◆ **Directive**
Rewrite all of the data below as a JSON list of strings with one string per line, leaving out any blank lines.

◆ **Supplied records**
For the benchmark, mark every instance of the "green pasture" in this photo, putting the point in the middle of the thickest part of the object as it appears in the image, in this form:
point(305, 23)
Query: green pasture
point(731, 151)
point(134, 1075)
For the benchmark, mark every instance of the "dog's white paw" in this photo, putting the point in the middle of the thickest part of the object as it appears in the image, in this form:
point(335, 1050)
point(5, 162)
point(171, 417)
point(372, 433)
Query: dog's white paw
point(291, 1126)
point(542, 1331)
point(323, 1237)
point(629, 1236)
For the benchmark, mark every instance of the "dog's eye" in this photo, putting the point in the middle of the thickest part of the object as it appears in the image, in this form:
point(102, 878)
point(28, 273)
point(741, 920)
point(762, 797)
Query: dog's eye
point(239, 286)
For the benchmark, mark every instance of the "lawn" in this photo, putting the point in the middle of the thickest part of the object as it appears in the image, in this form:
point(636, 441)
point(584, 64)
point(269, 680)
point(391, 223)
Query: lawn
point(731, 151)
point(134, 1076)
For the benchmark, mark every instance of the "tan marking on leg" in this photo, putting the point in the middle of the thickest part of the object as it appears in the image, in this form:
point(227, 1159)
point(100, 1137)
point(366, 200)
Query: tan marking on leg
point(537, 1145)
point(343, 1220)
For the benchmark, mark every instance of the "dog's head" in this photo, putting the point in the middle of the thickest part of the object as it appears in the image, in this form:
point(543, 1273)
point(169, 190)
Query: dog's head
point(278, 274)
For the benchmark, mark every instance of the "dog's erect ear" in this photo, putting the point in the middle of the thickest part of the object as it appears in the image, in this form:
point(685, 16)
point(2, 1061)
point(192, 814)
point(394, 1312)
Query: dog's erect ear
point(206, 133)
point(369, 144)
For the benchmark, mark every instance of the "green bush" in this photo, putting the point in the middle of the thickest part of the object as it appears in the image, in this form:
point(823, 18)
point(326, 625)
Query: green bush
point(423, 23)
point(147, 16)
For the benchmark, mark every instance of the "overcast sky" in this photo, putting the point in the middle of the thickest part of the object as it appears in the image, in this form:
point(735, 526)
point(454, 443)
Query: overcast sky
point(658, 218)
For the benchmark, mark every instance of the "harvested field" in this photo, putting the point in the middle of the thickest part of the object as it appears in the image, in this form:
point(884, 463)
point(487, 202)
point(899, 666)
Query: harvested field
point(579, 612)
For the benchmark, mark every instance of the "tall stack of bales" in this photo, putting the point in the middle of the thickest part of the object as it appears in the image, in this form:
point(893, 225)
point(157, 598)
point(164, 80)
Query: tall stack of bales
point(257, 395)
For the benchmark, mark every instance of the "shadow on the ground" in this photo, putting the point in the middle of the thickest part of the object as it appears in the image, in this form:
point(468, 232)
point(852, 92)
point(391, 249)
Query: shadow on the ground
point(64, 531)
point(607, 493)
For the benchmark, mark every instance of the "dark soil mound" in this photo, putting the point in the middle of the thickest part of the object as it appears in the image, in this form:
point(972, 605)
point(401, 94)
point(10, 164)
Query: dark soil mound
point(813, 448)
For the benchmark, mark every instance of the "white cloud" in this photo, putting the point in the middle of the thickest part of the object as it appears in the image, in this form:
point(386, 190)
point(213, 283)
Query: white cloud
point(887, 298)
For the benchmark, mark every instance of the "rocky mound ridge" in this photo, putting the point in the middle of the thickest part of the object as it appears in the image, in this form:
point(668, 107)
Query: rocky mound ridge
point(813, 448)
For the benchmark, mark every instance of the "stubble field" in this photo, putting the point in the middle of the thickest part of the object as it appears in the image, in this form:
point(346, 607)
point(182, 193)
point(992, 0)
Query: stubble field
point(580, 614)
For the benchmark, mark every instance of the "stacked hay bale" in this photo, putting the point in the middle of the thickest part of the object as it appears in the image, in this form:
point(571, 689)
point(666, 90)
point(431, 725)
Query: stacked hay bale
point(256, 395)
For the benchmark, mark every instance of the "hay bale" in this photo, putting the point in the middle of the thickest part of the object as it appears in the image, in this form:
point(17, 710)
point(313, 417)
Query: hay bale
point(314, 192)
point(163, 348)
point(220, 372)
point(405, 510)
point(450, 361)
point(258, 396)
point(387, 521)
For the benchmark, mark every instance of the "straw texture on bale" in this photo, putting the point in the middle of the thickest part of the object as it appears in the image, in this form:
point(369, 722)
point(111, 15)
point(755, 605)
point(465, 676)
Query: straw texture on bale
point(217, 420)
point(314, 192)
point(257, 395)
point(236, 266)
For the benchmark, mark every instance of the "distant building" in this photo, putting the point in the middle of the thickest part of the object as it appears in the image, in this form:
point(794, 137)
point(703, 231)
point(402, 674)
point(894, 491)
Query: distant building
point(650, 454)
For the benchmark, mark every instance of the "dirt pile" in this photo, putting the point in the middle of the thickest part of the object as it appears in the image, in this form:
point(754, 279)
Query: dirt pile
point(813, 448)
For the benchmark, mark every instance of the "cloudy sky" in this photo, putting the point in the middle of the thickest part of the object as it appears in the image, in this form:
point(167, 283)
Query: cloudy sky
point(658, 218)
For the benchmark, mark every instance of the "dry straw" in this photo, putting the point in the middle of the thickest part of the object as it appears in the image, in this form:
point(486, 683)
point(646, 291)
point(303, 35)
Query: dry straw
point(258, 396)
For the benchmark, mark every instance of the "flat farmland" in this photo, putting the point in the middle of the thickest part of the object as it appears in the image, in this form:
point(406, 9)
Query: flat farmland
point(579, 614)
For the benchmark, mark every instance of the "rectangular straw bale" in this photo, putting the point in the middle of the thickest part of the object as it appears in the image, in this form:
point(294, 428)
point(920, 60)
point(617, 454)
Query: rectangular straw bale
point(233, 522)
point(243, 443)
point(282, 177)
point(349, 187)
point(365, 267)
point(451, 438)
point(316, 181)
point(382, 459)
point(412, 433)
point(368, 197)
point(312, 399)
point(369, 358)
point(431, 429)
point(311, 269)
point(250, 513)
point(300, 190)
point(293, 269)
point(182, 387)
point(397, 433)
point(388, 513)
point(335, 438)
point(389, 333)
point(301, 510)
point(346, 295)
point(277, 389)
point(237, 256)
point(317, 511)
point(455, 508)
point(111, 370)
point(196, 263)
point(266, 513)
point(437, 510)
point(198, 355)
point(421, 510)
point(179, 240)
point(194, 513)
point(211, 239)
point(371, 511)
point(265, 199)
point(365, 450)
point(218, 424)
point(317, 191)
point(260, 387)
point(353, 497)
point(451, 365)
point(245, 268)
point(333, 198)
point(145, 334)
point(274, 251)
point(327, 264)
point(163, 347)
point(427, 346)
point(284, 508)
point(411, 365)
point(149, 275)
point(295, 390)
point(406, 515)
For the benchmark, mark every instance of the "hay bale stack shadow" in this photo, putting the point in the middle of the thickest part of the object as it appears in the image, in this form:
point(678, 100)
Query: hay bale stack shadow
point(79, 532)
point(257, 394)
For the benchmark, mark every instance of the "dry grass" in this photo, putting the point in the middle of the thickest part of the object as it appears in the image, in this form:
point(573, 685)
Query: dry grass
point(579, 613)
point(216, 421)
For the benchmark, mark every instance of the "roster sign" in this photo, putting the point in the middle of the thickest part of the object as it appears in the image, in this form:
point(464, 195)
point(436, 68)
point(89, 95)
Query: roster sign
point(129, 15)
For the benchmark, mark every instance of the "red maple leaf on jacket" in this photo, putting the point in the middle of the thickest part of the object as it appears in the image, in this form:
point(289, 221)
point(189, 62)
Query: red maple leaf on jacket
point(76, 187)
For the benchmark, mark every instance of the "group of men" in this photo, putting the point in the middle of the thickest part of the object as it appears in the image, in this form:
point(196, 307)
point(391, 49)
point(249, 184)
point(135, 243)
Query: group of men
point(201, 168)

◆ **Complete answer**
[
  "For the benchmark, mark every instance of the \"green pasture\" in this photo, putting the point in the middle of the thickest part of the object as it appears in the image, in this form:",
  "point(305, 23)",
  "Query: green pasture",
  "point(731, 151)",
  "point(134, 1075)",
  "For the benchmark, mark every instance of the \"dog's white paw\" in this photo, putting the point in the middle of the thickest part of the object as it appears in the image, in this form:",
  "point(335, 1050)",
  "point(5, 162)",
  "point(171, 417)",
  "point(372, 433)",
  "Query: dog's white paw",
  "point(291, 1126)",
  "point(542, 1331)",
  "point(323, 1237)",
  "point(629, 1236)",
  "For the benchmark, mark every instance of the \"dog's eye\" in this photo, putting the point in the middle of the thickest part of the object as it appears in the image, in this form:",
  "point(102, 878)",
  "point(28, 273)",
  "point(741, 920)",
  "point(762, 797)",
  "Query: dog's eye",
  "point(239, 286)",
  "For the benchmark, mark every instance of the \"lawn\" in this photo, putting the point in the middle of the thickest part of the object as it appears in the image, in this form:",
  "point(636, 441)",
  "point(584, 64)",
  "point(269, 680)",
  "point(391, 223)",
  "Query: lawn",
  "point(731, 151)",
  "point(134, 1076)",
  "For the benchmark, mark every instance of the \"tan marking on leg\" in this photo, putting the point in the middle of the thickest part of the object as it appears in the image, in this form:",
  "point(227, 1159)",
  "point(100, 1137)",
  "point(366, 200)",
  "Query: tan marking on leg",
  "point(537, 1145)",
  "point(343, 1220)",
  "For the benchmark, mark every instance of the \"dog's head\" in this photo, putting the point in the middle of the thickest part of the object as it appears in the image, in this form:",
  "point(543, 1273)",
  "point(169, 190)",
  "Query: dog's head",
  "point(278, 274)",
  "For the benchmark, mark every instance of the \"dog's erect ear\" in this photo, putting the point in the middle of the thickest part of the object as it appears in the image, in this form:",
  "point(685, 16)",
  "point(2, 1061)",
  "point(192, 814)",
  "point(394, 1312)",
  "Query: dog's erect ear",
  "point(206, 133)",
  "point(369, 144)",
  "For the benchmark, mark every instance of the \"green bush\" in this photo, putting the point in the middle of the thickest part of the object as it appears in the image, in this form:",
  "point(823, 18)",
  "point(326, 625)",
  "Query: green bush",
  "point(423, 23)",
  "point(147, 16)",
  "For the benchmark, mark every instance of the \"overcast sky\" in this photo, putting the point in the middle of the thickest part of the object as it appears in the image, in this form:",
  "point(735, 526)",
  "point(454, 443)",
  "Query: overcast sky",
  "point(658, 218)",
  "For the benchmark, mark every instance of the \"harvested field\" in this photo, putting the point in the middle of the thickest part of the object as it appears in the image, in this form:",
  "point(884, 463)",
  "point(487, 202)",
  "point(899, 666)",
  "Query: harvested field",
  "point(579, 612)",
  "For the benchmark, mark every instance of the \"tall stack of bales\" in this photo, putting the point in the middle of the thickest part of the object as it appears in the image, in this form:",
  "point(893, 225)",
  "point(157, 598)",
  "point(164, 80)",
  "Query: tall stack of bales",
  "point(257, 395)",
  "For the benchmark, mark every instance of the \"shadow on the ground\" in this photo, putting the point in the middle of the thickest part of the object as it appears in the image, in this form:",
  "point(468, 232)",
  "point(852, 92)",
  "point(391, 249)",
  "Query: shadow on the ground",
  "point(64, 531)",
  "point(607, 493)",
  "For the benchmark, mark every instance of the \"dark soil mound\" in this photo, putting the point in the middle of the thickest part of the object as it appears in the image, in this form:",
  "point(972, 605)",
  "point(401, 94)",
  "point(10, 164)",
  "Query: dark soil mound",
  "point(813, 448)",
  "For the benchmark, mark every instance of the \"white cloud\" in this photo, putting the point in the middle of the thickest part of the object as it appears in the image, in this form:",
  "point(386, 190)",
  "point(213, 283)",
  "Query: white cloud",
  "point(887, 298)",
  "For the benchmark, mark every instance of the \"rocky mound ridge\" in this photo, putting the point in the middle of the thickest part of the object as it appears in the image, in this form:",
  "point(668, 107)",
  "Query: rocky mound ridge",
  "point(813, 448)",
  "For the benchmark, mark every instance of the \"stubble field\" in this photo, putting the point in the middle of the thickest part of the object as it appears in the image, in this form:",
  "point(346, 607)",
  "point(182, 193)",
  "point(992, 0)",
  "Query: stubble field",
  "point(580, 614)",
  "For the benchmark, mark every instance of the \"stacked hay bale\" in this photo, putting the point in the middle of the thickest part of the object as it appears in the image, in this form:",
  "point(571, 689)",
  "point(666, 90)",
  "point(431, 725)",
  "Query: stacked hay bale",
  "point(256, 395)",
  "For the benchmark, mark every instance of the \"hay bale\" in this photo, putting the point in the middle of the thickest part of the object as it appears in the image, in this form:",
  "point(17, 710)",
  "point(313, 417)",
  "Query: hay bale",
  "point(314, 192)",
  "point(163, 348)",
  "point(220, 372)",
  "point(405, 510)",
  "point(450, 361)",
  "point(258, 396)",
  "point(387, 521)",
  "For the benchmark, mark every instance of the \"straw texture on bale\" in this photo, putting the point in the middle of the thickest part of the object as it appears in the image, in this form:",
  "point(369, 722)",
  "point(111, 15)",
  "point(755, 605)",
  "point(465, 676)",
  "Query: straw texture on bale",
  "point(217, 420)",
  "point(314, 192)",
  "point(257, 395)",
  "point(236, 266)",
  "For the benchmark, mark every instance of the \"distant building\" in this photo, putting the point in the middle of the thickest part of the object as it appears in the image, in this form:",
  "point(794, 137)",
  "point(703, 231)",
  "point(402, 674)",
  "point(894, 491)",
  "Query: distant building",
  "point(650, 454)",
  "For the benchmark, mark every instance of the \"dirt pile\" in this photo, putting the point in the middle of the thickest part of the object as it appears in the image, in this form:",
  "point(754, 279)",
  "Query: dirt pile",
  "point(813, 448)",
  "For the benchmark, mark every instance of the \"cloudy sky\" in this photo, putting the point in the middle of the thickest part of the object as it appears in the image, in this form:",
  "point(167, 283)",
  "Query: cloudy sky",
  "point(658, 218)",
  "For the benchmark, mark every instance of the \"dry straw\" in this photo, putting the point in the middle of the thickest part of the object as it appears in the image, in this form:",
  "point(486, 683)",
  "point(646, 291)",
  "point(303, 35)",
  "Query: dry straw",
  "point(258, 396)",
  "For the benchmark, mark every instance of the \"flat farmland\" in this photo, putting the point in the middle of the thickest part of the object as it appears in the image, in this form:",
  "point(406, 9)",
  "Query: flat farmland",
  "point(579, 614)",
  "For the benchmark, mark every instance of the \"rectangular straw bale\" in this photo, putting the point in the middle of the thickest part of the object as it appears in the image, in this form:",
  "point(294, 428)",
  "point(920, 60)",
  "point(617, 454)",
  "Query: rectangular straw bale",
  "point(233, 522)",
  "point(243, 443)",
  "point(282, 177)",
  "point(349, 187)",
  "point(365, 267)",
  "point(451, 438)",
  "point(316, 181)",
  "point(382, 459)",
  "point(412, 433)",
  "point(368, 197)",
  "point(312, 399)",
  "point(369, 358)",
  "point(431, 429)",
  "point(311, 269)",
  "point(250, 513)",
  "point(300, 190)",
  "point(293, 269)",
  "point(182, 387)",
  "point(397, 433)",
  "point(388, 513)",
  "point(335, 438)",
  "point(389, 333)",
  "point(301, 510)",
  "point(346, 295)",
  "point(277, 389)",
  "point(237, 256)",
  "point(317, 511)",
  "point(455, 508)",
  "point(111, 370)",
  "point(196, 263)",
  "point(266, 513)",
  "point(437, 510)",
  "point(198, 355)",
  "point(421, 510)",
  "point(179, 240)",
  "point(194, 513)",
  "point(211, 239)",
  "point(371, 511)",
  "point(265, 199)",
  "point(365, 450)",
  "point(218, 424)",
  "point(317, 191)",
  "point(260, 387)",
  "point(353, 497)",
  "point(451, 365)",
  "point(245, 268)",
  "point(333, 198)",
  "point(145, 334)",
  "point(274, 251)",
  "point(327, 264)",
  "point(163, 347)",
  "point(427, 346)",
  "point(284, 508)",
  "point(411, 365)",
  "point(149, 275)",
  "point(295, 390)",
  "point(406, 515)",
  "For the benchmark, mark every instance of the \"hay bale stack shadow\" in this photo, putting the point in the middle of the thickest part of the object as it appears in the image, in this form:",
  "point(678, 100)",
  "Query: hay bale stack shadow",
  "point(79, 532)",
  "point(257, 394)",
  "For the benchmark, mark every instance of the \"dry grass\" in this photo, putting the point in the middle of the thickest part of the object as it appears in the image, in this form:",
  "point(573, 685)",
  "Query: dry grass",
  "point(579, 613)",
  "point(216, 421)",
  "For the benchmark, mark every instance of the \"roster sign\" in this photo, putting the point in the middle of the thickest part of the object as it appears in the image, in this form:",
  "point(464, 195)",
  "point(436, 68)",
  "point(89, 95)",
  "Query: roster sign",
  "point(129, 15)",
  "For the benchmark, mark every instance of the \"red maple leaf on jacket\" in this photo, putting the point in the middle of the thickest part of the object as it appears in the image, in this form:",
  "point(289, 221)",
  "point(189, 62)",
  "Query: red maple leaf on jacket",
  "point(76, 187)",
  "For the benchmark, mark every instance of the \"group of men\" in this photo, putting the point in the middle of the thickest part of the object as it appears in the image, in this form:",
  "point(196, 307)",
  "point(391, 49)",
  "point(249, 184)",
  "point(135, 243)",
  "Query: group of men",
  "point(201, 168)"
]